- _What you should do_:
Lay out the entries from the start through the line that contains "361L384 372L421 372L422", both ends included, as a Markdown table with the columns Row and Line, one line per row and blank lines omitted. Leave the pictures out of the table.

Labeled area outline entries:
────
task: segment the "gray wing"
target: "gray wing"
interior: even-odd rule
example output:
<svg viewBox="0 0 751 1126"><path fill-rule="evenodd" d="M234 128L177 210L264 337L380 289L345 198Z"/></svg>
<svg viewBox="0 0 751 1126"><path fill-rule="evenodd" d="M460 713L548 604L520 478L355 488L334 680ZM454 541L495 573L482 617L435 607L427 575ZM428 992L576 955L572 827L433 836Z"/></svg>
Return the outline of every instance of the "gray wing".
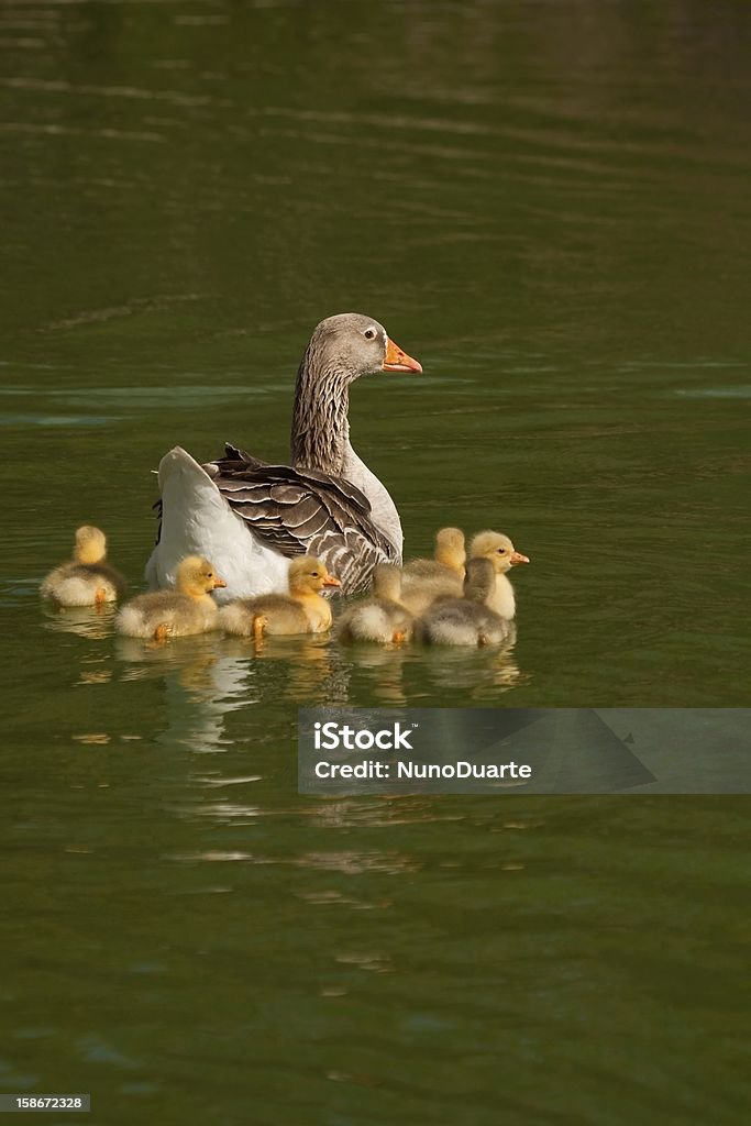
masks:
<svg viewBox="0 0 751 1126"><path fill-rule="evenodd" d="M401 562L367 498L342 477L268 465L232 446L204 468L254 536L281 555L319 555L342 593L367 587L378 563Z"/></svg>

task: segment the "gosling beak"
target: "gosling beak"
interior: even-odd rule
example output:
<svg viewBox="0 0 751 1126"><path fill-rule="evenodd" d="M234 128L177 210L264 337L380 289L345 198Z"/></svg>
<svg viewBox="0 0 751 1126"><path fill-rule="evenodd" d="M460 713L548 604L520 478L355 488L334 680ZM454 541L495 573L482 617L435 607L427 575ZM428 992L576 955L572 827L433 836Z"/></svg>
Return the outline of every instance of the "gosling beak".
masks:
<svg viewBox="0 0 751 1126"><path fill-rule="evenodd" d="M383 361L384 372L421 372L422 364L408 356L405 351L386 337L386 355Z"/></svg>

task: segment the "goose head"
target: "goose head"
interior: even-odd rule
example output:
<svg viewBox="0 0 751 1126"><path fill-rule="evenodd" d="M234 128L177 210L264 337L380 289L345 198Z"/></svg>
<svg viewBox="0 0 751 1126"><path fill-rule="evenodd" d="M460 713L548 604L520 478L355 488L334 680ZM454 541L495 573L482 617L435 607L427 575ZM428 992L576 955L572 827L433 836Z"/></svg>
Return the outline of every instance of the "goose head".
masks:
<svg viewBox="0 0 751 1126"><path fill-rule="evenodd" d="M107 537L99 528L84 524L75 533L73 558L77 563L92 565L101 563L107 555Z"/></svg>
<svg viewBox="0 0 751 1126"><path fill-rule="evenodd" d="M502 531L479 531L470 544L470 555L472 558L490 560L495 574L506 574L512 566L529 562Z"/></svg>
<svg viewBox="0 0 751 1126"><path fill-rule="evenodd" d="M421 365L390 339L383 324L363 313L338 313L313 331L303 367L352 383L376 372L421 372Z"/></svg>
<svg viewBox="0 0 751 1126"><path fill-rule="evenodd" d="M289 564L287 582L289 593L295 598L310 598L319 595L324 587L341 587L327 571L325 564L315 555L301 555Z"/></svg>
<svg viewBox="0 0 751 1126"><path fill-rule="evenodd" d="M470 602L486 601L495 586L495 570L490 560L473 558L467 563L464 579L464 597Z"/></svg>
<svg viewBox="0 0 751 1126"><path fill-rule="evenodd" d="M188 598L204 598L211 590L226 587L220 579L208 560L200 555L188 555L177 569L176 587L180 595Z"/></svg>

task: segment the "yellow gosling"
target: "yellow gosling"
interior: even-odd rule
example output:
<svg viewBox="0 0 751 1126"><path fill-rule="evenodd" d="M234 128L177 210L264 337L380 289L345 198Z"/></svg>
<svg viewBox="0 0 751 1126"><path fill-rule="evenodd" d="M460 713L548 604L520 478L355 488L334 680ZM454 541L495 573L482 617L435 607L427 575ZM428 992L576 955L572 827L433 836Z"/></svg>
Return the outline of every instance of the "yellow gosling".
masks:
<svg viewBox="0 0 751 1126"><path fill-rule="evenodd" d="M177 571L176 590L138 595L115 619L118 633L128 637L187 637L217 628L218 609L212 590L226 587L208 560L198 555L184 558Z"/></svg>
<svg viewBox="0 0 751 1126"><path fill-rule="evenodd" d="M373 596L356 602L341 616L340 641L393 642L400 645L412 634L412 615L401 604L402 573L392 563L381 563L373 574Z"/></svg>
<svg viewBox="0 0 751 1126"><path fill-rule="evenodd" d="M494 583L489 560L470 560L463 597L441 598L429 607L415 623L415 640L431 645L500 645L513 627L488 605Z"/></svg>
<svg viewBox="0 0 751 1126"><path fill-rule="evenodd" d="M339 587L325 564L314 555L302 555L289 564L288 595L240 598L220 610L226 633L261 641L283 634L325 633L331 628L331 606L322 597L324 587Z"/></svg>
<svg viewBox="0 0 751 1126"><path fill-rule="evenodd" d="M504 536L502 531L479 531L470 544L470 557L486 558L493 564L495 586L488 605L502 618L512 622L517 607L513 587L507 571L520 563L528 563L529 560L516 549L509 537Z"/></svg>
<svg viewBox="0 0 751 1126"><path fill-rule="evenodd" d="M441 528L436 534L433 558L412 560L404 568L401 601L417 616L437 598L459 598L465 561L464 533Z"/></svg>
<svg viewBox="0 0 751 1126"><path fill-rule="evenodd" d="M125 592L119 571L109 566L107 537L99 528L83 525L75 533L73 558L51 571L39 588L59 606L104 606Z"/></svg>

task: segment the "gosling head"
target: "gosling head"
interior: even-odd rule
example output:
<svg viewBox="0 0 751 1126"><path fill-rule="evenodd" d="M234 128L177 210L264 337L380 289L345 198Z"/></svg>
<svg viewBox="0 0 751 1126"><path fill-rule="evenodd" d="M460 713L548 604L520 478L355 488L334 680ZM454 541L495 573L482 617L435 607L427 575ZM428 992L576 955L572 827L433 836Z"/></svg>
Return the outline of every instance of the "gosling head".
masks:
<svg viewBox="0 0 751 1126"><path fill-rule="evenodd" d="M402 572L393 563L379 563L373 572L373 593L387 602L397 602L402 597Z"/></svg>
<svg viewBox="0 0 751 1126"><path fill-rule="evenodd" d="M464 579L464 597L471 602L484 602L495 584L493 564L486 558L470 560Z"/></svg>
<svg viewBox="0 0 751 1126"><path fill-rule="evenodd" d="M502 531L479 531L470 544L470 556L490 560L497 574L504 574L512 566L529 562Z"/></svg>
<svg viewBox="0 0 751 1126"><path fill-rule="evenodd" d="M319 595L324 587L341 587L339 579L329 574L325 563L315 555L301 555L289 564L289 593L302 597Z"/></svg>
<svg viewBox="0 0 751 1126"><path fill-rule="evenodd" d="M436 533L436 560L452 571L464 571L467 553L464 549L464 533L461 528L441 528Z"/></svg>
<svg viewBox="0 0 751 1126"><path fill-rule="evenodd" d="M91 565L104 563L107 555L107 537L99 528L84 524L75 533L73 558L77 563Z"/></svg>
<svg viewBox="0 0 751 1126"><path fill-rule="evenodd" d="M208 560L200 555L188 555L177 569L176 587L189 598L204 598L211 590L226 587Z"/></svg>
<svg viewBox="0 0 751 1126"><path fill-rule="evenodd" d="M420 364L395 345L372 316L338 313L314 329L298 378L310 372L328 372L351 383L376 372L421 370Z"/></svg>

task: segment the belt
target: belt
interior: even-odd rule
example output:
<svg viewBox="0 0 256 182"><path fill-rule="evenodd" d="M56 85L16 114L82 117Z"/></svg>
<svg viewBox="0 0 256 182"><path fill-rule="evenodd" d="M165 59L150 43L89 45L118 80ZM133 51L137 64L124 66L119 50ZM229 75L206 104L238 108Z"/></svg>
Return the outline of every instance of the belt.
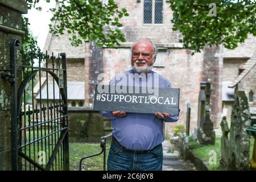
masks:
────
- _The solution_:
| Row | Line |
|---|---|
| 1 | task: segment the "gray wing" |
| 2 | target: "gray wing" |
| 3 | interior: even-odd rule |
| 4 | example output: |
| 5 | <svg viewBox="0 0 751 1126"><path fill-rule="evenodd" d="M234 128L177 210L264 337L380 289L345 198Z"/></svg> |
| 6 | <svg viewBox="0 0 751 1126"><path fill-rule="evenodd" d="M460 713L548 604L520 478L355 488L334 680ZM454 541L495 573L482 617L435 607L427 575ZM428 992L576 955L572 827L433 836Z"/></svg> |
| 7 | Return the outline of every instance of the "gray wing". |
| 8 | masks: |
| 9 | <svg viewBox="0 0 751 1126"><path fill-rule="evenodd" d="M401 562L367 498L342 477L268 465L232 446L204 468L254 536L281 555L319 555L342 593L367 587L378 563Z"/></svg> |
| 10 | task: segment the "gosling beak" |
| 11 | target: "gosling beak" |
| 12 | interior: even-odd rule |
| 13 | example output: |
| 14 | <svg viewBox="0 0 751 1126"><path fill-rule="evenodd" d="M234 128L177 210L264 337L380 289L345 198Z"/></svg> |
| 15 | <svg viewBox="0 0 751 1126"><path fill-rule="evenodd" d="M460 713L548 604L520 478L355 488L334 680ZM454 541L495 573L482 617L435 607L427 575ZM428 992L576 955L572 827L433 836Z"/></svg> |
| 16 | Return the outline of every instance of the "gosling beak". |
| 17 | masks: |
| 18 | <svg viewBox="0 0 751 1126"><path fill-rule="evenodd" d="M383 361L384 372L421 372L422 364L408 356L405 351L386 337L386 355Z"/></svg> |